Selected text
====

Chaput continued by stating that the plot of the movie sounds "vaguely similar to the tone of our national discourse over the past 10 months," citing "irrational fury" on college campuses, in the streets [and] in our news media."

"When ESPN feels compelled to pull an Asian-American commentator named Robert Lee from covering a University of Virginia football game for his own safety and to avoid offending others, we're well beyond the realm of the strange and into the surreal," he stated.

Chaput argued that although it is "easy" and "warranted" to blame America's "toxic atmosphere" on Trump and his administration because of his "baffling manner and lack of self-control," the blame is not the president's alone.

"But there's more than enough blame – a lot more than enough – to go around," Chaput explained. '"Hate has no home here' is an admirable theme for one of today's most popular lawn sign campaigns. But its message simply isn't true."

"Hate does have a home here," he contested. "It's welcome and very well-fed in a lot of our hearts, regardless of our political allegiances. And our refusal to admit that is part of the problem."

Chaput called out the Southern Poverty Law Center, a far-left left political nonprofit that has labeled dozens of conservative organizations that advocate for traditional Christian beliefs on marriage and sexuality as "hate groups" on its hate group map.

SPLC's "hate group" label has increasingly been published and referenced by left-leaning news outlets and has also been referenced by the supposed neutral nonprofit watchdog organization GuideStar.

The SPLC "hate group" label has been applied to a number of prominent conservative ministries and nonprofits including Family Research Council, Liberty Counsel and Alliance Defending Freedom.

====

Provided information
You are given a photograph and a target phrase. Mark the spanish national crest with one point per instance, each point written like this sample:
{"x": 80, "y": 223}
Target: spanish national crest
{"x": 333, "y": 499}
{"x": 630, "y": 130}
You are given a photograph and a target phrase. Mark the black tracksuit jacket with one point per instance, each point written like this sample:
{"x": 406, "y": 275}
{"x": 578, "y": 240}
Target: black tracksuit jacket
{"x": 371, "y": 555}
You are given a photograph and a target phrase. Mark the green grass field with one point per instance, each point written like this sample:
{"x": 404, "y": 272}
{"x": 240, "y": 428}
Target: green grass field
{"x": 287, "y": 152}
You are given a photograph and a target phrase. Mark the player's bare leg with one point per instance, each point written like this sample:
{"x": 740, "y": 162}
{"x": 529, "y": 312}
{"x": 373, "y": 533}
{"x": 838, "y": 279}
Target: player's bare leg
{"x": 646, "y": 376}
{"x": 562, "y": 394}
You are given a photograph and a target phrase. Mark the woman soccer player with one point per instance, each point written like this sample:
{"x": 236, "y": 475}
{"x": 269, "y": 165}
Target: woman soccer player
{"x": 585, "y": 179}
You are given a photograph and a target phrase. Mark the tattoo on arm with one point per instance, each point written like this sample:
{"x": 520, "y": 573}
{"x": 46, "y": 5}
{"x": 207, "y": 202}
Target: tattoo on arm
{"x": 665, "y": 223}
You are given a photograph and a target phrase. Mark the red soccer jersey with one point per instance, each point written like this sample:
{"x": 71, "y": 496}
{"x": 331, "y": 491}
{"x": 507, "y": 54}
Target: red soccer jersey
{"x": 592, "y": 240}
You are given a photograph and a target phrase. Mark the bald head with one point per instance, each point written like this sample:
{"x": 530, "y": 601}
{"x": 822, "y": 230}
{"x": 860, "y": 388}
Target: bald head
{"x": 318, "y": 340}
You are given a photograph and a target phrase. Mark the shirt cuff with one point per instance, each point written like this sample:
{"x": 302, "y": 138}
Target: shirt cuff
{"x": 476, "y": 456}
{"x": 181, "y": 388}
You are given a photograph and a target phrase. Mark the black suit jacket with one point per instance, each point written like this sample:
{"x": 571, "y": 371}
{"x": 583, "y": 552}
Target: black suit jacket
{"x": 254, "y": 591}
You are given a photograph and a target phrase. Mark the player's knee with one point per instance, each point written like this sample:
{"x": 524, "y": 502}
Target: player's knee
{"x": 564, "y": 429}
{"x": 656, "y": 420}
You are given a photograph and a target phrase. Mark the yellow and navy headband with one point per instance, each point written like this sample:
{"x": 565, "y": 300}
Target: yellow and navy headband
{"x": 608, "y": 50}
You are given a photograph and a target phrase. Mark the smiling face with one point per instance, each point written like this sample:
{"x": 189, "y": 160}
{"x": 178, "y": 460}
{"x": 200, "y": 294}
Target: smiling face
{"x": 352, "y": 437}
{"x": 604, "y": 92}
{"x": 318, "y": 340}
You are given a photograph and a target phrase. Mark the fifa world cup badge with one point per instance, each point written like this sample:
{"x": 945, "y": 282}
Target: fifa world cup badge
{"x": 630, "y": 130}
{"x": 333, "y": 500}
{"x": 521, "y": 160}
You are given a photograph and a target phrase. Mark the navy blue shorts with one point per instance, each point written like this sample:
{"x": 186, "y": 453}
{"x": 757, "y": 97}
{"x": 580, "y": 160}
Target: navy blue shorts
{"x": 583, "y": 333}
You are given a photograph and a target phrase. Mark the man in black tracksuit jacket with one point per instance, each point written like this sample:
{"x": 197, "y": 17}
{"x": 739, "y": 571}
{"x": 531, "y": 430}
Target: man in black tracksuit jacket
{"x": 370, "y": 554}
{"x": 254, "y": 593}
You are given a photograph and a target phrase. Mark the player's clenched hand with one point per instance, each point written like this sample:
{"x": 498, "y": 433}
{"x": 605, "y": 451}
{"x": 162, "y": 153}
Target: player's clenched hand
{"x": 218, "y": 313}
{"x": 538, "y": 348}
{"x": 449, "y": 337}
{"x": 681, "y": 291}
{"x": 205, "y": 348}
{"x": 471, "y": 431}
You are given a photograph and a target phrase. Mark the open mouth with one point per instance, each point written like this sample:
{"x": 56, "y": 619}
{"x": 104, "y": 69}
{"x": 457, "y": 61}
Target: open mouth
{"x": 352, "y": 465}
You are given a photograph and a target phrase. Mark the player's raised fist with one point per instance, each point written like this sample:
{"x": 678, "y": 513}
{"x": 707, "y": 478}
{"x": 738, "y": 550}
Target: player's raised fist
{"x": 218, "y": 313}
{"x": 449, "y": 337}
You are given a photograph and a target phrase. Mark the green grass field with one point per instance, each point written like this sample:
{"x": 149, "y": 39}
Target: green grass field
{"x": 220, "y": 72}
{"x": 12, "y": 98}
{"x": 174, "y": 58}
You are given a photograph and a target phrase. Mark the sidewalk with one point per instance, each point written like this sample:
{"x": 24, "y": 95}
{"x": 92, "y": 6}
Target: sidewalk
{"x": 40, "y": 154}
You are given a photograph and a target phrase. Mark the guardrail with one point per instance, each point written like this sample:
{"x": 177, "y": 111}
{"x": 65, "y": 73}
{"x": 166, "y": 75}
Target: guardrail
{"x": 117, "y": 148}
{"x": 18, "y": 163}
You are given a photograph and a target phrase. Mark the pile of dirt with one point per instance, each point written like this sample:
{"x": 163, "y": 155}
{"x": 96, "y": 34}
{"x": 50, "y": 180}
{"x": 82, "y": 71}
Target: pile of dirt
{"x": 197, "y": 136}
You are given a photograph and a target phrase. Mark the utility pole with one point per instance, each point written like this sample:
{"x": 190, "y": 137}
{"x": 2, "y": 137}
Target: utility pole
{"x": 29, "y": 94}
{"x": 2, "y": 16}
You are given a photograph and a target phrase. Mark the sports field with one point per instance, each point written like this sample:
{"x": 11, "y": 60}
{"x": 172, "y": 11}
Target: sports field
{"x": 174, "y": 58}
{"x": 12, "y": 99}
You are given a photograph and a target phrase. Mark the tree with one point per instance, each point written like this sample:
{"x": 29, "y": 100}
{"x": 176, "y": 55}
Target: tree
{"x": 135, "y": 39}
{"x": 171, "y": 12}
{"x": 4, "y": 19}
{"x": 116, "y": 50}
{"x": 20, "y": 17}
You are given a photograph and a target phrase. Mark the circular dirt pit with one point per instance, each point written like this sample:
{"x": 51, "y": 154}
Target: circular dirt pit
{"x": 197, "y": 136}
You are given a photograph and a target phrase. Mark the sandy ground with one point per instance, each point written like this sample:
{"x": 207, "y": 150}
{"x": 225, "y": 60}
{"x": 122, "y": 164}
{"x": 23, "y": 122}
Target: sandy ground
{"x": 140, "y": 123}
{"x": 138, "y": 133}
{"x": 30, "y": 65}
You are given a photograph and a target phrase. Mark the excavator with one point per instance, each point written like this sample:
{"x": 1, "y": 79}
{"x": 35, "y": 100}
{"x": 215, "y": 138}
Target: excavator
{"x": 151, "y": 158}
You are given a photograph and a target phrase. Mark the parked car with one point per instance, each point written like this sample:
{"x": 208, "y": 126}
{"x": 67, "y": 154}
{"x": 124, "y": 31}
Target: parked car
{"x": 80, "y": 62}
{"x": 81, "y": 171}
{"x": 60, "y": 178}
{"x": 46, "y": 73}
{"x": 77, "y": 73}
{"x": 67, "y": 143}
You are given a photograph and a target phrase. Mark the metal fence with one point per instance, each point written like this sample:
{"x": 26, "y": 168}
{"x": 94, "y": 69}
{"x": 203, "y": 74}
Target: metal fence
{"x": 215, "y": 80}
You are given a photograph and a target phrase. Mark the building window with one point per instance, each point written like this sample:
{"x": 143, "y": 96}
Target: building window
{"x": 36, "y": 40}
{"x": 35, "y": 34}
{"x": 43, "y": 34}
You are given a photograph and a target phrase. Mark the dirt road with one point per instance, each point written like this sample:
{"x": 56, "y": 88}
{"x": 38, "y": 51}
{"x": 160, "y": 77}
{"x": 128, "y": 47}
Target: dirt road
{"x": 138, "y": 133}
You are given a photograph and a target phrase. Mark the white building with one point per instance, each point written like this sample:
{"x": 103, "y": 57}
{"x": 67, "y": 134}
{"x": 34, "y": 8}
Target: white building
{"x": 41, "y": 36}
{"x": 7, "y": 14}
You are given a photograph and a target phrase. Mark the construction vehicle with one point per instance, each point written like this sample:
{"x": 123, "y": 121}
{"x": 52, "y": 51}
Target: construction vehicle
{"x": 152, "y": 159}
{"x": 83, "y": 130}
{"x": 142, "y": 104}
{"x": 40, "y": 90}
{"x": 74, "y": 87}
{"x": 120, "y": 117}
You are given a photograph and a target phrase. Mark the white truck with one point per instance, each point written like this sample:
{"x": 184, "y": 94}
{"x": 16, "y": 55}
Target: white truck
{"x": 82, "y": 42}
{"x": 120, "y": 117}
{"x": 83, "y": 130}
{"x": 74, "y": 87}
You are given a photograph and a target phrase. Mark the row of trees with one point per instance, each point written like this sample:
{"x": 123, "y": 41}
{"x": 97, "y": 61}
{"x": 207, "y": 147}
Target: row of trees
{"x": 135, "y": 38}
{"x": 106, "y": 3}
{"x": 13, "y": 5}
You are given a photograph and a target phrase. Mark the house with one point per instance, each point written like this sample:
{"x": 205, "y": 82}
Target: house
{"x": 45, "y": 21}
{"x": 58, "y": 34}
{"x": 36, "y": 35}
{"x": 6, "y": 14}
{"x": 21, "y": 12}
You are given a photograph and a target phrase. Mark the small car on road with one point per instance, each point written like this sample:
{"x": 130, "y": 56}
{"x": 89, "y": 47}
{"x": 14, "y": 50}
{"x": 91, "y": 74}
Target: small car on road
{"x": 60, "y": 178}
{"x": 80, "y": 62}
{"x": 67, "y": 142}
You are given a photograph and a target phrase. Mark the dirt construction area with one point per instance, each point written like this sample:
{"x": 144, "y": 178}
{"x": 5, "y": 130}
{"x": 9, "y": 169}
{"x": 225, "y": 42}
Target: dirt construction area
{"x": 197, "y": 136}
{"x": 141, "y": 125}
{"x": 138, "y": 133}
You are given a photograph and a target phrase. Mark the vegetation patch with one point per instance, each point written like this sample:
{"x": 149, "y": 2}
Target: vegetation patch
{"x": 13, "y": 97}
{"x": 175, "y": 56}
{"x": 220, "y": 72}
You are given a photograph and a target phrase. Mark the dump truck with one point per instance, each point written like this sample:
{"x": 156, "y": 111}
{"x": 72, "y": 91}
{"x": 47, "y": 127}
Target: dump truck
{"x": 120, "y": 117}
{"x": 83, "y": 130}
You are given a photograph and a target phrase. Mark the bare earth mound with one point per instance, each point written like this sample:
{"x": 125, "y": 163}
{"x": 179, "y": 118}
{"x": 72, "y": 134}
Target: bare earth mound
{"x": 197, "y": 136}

====

Could you pick up the article on Chaput's remarks about hate and the Southern Poverty Law Center and continue it from its final sentence?

Answer box
Last week, the Florida-based D. James Kennedy Ministries filed a lawsuit against SPLC, claiming that SPLC defamed the ministry's name by labeling it as a "hate group," up there with the likes of the Klu Klux Klan and other white supremacist organizations.

Chaput specifically defended Alliance Defending Freedom, a conservative legal organization that defends citizens' First Amendment rights.

"When an organization like the Southern Poverty Law Center labels a mainstream religious liberty advocate like the Alliance Defending Freedom (ADF) as a 'hate group,' it's simply betraying its own bitter contempt for the people and convictions the ADF defends," Chaput wrote.

"So yes, hate has a home here alright: not just among white nationalists, immigrant-haters and neo-Nazis, as loathsome as their ideas are, but also among the 'progressive' and educated elites who have the power to insulate themselves from the consequences of their own delusions and bigotries."

Chaput contended that the Catholic Church names anger as one of the seven "deadly" sins because anger is "so poisonous, so delicious, and so addictive."

"Anger congeals quite comfortably into hatred," he stated.